What you will do:
1. From the article on corks versus screw tops below, write out the passage that begins at the words "While traditionalists claim" and stops after the words "on the argument.".
2. Write what comes next in the article on corks versus screw tops, continuing after its last sentence.

Is a screw top better than a cork? A new experiment aims to find out!

It is a debate that has raged for decades among wine lovers. Which is better, a cork or a screw-top?

While traditionalists claim that only a cork allows wine to age correctly, modernists insist that the metal caps prevent oxidation and corking, and allow easy opening.

Now Oxford University is about to lift the lid on the argument.

A unique experiment designed by the university’s Crossmodal Research Laboratory launches this week to explore the impact that corks or screw-tops have on the sense.

Participants will be asked to rate how the sound, aroma, feel and sight of a series of different wine closures changes their perception and taste of a wine. As well as cork and screw caps ‘fake’ corks made from plastics and plant-based polymers will also be tested as well as metal flip tops will also be tested.

Researchers will also gather data on participants’ response to the taste and experience of the wine they are drinking by fitting participants with state-of-the-art brain-scanning headwear, monitoring their pleasure receptors as they take part in a further series of tests.

Scientists will record brainwaves from people while drinking the wine 

Professor Charles Spence, head of experimental psychology at Oxford University, said: “This is a debate that has been ongoing in the wine industry for many years, and we hope this trial will go some way to providing a definitive answer to this fascinating question.

“Our brains have a powerful hold over our taste buds, and it will be interesting to see the differing effects the multi-sensory aspects of wine drinking have on our perception of taste.”

Corks have been the used to close bottles since the 1400s and so are historically proven in keeping wine good for a long time. Some specialists argue that the slow ingress of oxygen through the porous cork plays a vital role in aging a wine.

Prof. Charles Spence  CREDIT: JEFF GILBERT /PROF. CHARLES SPENCE

The distinctive creak and pop of a wine cork also conjures up feelings of celebration, intimacy and relaxation, which can trigger sensations far beyond the simple taste of the wine.

As critic Jay Rayner has pointed out: “The crack of a screw top is not the same as the pop of a wine cork.”

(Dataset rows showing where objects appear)
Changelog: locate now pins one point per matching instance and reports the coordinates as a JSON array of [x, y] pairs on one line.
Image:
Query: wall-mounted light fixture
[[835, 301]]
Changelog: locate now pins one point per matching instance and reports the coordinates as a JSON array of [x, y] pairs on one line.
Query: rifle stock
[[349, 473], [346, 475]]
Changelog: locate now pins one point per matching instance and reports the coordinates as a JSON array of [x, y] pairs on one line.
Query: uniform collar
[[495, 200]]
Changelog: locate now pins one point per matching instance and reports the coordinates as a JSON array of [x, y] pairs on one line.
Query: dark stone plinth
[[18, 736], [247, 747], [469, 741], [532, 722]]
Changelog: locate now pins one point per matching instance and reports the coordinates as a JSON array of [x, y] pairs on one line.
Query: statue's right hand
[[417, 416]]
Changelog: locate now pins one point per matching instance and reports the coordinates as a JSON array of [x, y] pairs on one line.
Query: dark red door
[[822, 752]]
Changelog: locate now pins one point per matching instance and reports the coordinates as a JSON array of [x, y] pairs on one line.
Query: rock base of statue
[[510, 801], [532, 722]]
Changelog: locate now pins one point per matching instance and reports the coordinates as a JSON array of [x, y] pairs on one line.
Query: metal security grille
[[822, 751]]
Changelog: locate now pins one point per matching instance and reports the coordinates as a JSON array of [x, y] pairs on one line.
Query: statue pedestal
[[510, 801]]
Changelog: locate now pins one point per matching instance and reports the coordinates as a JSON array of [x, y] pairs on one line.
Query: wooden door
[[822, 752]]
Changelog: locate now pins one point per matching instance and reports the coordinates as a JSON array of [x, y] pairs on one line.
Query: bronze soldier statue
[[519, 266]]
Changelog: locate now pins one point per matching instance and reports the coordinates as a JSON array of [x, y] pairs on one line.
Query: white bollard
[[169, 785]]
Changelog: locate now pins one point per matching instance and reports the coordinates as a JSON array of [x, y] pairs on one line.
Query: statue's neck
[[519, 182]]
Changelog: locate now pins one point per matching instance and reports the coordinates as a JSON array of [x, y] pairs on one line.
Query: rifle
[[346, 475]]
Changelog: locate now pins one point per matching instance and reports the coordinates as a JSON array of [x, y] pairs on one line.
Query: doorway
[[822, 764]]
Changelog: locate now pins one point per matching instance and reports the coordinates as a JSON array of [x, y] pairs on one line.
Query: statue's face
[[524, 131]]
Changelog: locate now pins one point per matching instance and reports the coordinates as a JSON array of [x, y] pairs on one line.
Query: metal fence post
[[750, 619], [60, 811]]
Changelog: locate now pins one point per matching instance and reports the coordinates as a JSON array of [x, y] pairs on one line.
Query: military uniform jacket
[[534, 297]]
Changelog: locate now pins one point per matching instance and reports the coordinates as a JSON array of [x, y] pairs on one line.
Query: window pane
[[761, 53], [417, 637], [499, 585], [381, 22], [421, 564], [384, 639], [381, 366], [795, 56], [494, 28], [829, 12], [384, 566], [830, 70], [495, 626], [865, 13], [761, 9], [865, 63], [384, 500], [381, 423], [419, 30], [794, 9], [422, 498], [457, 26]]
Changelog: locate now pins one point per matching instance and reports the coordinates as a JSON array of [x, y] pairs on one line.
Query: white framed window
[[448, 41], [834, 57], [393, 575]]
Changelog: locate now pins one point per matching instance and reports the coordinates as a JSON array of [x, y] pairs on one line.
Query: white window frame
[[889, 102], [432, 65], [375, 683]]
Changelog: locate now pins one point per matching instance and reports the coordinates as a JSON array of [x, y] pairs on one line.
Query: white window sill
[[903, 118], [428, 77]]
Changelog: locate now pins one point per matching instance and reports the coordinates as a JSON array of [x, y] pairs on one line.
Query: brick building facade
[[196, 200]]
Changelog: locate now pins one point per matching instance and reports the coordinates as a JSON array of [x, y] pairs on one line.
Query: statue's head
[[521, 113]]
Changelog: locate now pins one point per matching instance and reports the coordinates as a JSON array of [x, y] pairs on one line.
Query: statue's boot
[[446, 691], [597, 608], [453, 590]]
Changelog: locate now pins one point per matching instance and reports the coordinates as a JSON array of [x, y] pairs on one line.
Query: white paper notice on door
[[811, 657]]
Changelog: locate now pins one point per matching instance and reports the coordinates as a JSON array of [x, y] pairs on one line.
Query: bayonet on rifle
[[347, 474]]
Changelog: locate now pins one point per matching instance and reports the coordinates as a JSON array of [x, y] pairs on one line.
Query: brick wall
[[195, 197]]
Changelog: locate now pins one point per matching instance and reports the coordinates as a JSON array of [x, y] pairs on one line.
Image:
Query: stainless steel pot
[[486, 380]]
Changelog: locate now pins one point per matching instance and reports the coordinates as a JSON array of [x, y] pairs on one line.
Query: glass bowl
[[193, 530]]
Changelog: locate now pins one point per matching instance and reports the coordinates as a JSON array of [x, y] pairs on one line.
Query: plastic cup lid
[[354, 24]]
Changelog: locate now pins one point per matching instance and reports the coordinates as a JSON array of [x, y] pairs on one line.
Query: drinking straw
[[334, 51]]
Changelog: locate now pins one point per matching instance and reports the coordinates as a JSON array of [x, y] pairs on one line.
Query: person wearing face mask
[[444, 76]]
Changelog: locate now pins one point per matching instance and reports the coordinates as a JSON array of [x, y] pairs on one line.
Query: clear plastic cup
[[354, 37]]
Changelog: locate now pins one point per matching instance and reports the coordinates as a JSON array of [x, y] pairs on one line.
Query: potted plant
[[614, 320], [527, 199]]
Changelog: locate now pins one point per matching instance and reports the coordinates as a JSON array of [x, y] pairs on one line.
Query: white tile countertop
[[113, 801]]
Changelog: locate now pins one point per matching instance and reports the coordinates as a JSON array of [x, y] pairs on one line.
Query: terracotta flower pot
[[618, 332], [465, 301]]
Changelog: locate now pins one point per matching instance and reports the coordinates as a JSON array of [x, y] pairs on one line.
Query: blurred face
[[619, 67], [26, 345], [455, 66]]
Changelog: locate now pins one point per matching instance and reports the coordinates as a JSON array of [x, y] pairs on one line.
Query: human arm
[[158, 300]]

The responses:
1.
While traditionalists claim that only a cork allows wine to age correctly, modernists insist that the metal caps prevent oxidation and corking, and allow easy opening.

Now Oxford University is about to lift the lid on the argument.

2.
However according to come wine experts up to 20 per cent of wine is spoilt by cork taint, a fungal contamination of the cork which gives a mouldy or wet cardboard flavour to even fine vintages.

Wine expert Oz Clarke said: “Some countries still think that screw-tops are cheap.   They aren’t.  A great deal of thought and investment has been put into continually improving them, and , with most types of wine they offer us, the drinkers, the most accurate version of what the winemaker was trying to do.

“There are still some wines – big bruisers like Cabernet Sauvignon, needing a few years to soften – that may be best with a cork closure, but the vast majority of the attractive, juicy, happy-spirited wines that most of us drink have been transformed by the advent of screw-top.”

Screw caps have only been used in wine since 1964 and became more common in the 1980s following a period of poor cork quality which left many bottles undrinkable.

Some sommeliers claim that screw-caps can cause a process known as ‘reduction’ which leads to a sulfur smell and can alter the taste. Yet experts claim the chance of getting a good bottle of wine is far higher with a screw top.

A study in 2004 by Oregon State University found that most consumers cannot tell the difference between a cork or a screw-top in a blind taste test.

However when shown a bottle, most would choose a corked bottle believing a screw-top to be of inferior quality. Participants in the study were also prepared to pay more for a bottle with a cork.

Neuroenological Tasting: The Grand Cork Experiment. Created in conjunction with Bompas & Parr, the live experiment will run from 28th – 29th July in London’s Soho.

To take part visit Billetto.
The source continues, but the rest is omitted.